→ Task goal
How many of the lines below contain the string "bowl", matching case exactly? Reply with the number alone.

* * * * *

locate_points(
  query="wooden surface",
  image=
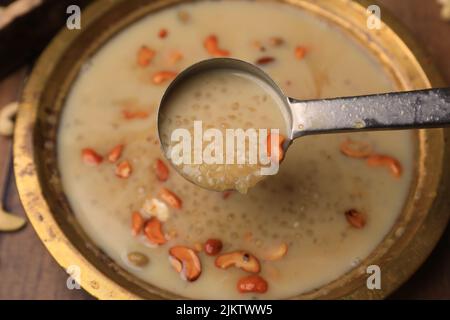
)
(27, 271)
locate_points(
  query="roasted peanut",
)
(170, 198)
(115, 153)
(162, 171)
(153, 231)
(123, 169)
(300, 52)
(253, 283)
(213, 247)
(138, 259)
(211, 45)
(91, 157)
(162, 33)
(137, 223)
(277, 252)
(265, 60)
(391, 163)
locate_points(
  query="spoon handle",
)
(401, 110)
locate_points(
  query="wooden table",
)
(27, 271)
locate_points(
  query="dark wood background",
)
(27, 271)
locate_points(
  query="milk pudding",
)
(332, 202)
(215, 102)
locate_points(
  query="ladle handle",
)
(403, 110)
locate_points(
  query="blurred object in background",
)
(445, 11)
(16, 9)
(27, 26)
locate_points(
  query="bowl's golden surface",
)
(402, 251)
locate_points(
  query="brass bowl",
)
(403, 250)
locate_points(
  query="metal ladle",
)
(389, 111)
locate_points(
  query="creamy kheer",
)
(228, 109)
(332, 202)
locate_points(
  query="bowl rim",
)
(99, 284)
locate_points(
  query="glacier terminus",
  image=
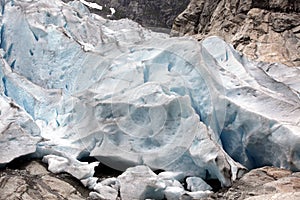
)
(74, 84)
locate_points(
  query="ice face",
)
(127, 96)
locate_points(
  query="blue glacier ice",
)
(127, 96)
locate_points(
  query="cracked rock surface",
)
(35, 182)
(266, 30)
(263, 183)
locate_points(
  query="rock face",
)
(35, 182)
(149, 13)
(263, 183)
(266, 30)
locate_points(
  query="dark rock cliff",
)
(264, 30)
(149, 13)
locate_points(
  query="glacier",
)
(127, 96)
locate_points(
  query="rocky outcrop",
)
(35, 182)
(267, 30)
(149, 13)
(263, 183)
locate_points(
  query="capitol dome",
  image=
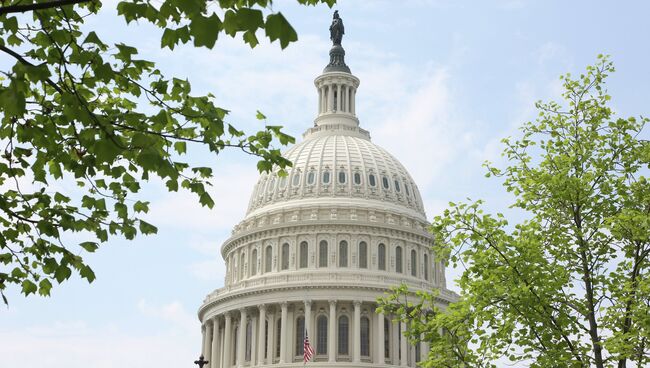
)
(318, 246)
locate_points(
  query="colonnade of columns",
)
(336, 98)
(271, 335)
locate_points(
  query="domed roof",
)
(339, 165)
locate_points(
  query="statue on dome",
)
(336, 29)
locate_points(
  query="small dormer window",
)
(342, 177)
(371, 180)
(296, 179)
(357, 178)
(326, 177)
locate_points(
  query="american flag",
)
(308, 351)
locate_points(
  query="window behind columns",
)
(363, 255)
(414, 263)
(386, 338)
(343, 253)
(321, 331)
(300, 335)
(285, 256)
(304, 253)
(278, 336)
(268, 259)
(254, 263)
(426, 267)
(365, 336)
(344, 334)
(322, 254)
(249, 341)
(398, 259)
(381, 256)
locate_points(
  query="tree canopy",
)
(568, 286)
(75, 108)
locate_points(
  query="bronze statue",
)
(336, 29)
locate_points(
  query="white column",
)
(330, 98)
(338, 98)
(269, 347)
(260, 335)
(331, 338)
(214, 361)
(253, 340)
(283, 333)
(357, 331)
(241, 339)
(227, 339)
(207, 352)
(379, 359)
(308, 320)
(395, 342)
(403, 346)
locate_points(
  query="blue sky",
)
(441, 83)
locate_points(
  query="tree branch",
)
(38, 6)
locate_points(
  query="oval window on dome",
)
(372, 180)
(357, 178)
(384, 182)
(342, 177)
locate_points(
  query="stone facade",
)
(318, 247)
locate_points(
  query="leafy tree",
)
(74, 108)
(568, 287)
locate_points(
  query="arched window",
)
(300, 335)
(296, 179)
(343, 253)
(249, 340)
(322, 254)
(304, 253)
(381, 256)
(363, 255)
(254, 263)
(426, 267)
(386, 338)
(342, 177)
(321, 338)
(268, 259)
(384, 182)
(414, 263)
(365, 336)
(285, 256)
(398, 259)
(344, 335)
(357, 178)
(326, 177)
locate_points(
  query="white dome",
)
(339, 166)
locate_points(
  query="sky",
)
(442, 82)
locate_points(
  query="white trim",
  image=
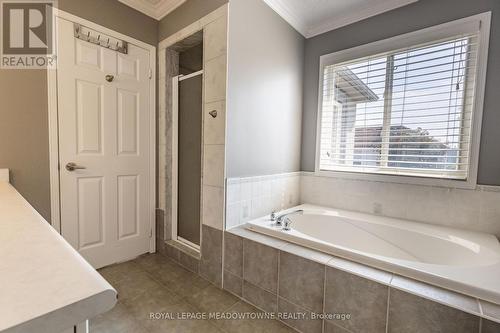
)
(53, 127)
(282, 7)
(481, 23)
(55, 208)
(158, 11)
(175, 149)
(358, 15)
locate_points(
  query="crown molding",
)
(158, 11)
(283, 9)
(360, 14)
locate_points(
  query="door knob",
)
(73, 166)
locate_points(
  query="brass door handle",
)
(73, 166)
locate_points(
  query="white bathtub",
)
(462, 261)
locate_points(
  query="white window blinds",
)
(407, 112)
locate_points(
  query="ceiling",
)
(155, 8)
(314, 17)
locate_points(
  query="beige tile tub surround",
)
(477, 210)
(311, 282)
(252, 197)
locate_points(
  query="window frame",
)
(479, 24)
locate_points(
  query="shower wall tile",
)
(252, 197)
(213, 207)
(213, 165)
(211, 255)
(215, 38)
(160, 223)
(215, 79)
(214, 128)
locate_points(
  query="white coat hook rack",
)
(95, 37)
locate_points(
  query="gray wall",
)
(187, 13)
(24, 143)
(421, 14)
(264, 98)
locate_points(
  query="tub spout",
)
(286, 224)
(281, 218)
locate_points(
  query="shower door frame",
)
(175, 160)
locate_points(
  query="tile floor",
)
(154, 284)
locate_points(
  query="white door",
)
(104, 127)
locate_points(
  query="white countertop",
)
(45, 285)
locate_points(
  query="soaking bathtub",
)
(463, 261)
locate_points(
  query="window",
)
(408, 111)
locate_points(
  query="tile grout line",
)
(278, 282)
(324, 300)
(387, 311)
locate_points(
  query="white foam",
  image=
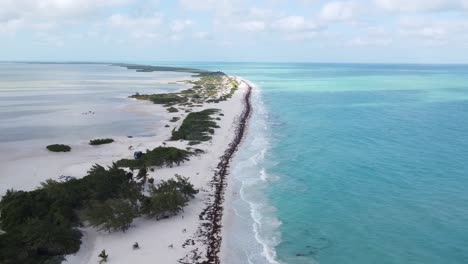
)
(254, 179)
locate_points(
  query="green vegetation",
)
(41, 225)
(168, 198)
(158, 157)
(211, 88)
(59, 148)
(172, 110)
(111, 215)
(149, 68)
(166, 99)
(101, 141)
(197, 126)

* * * * *

→ Response
3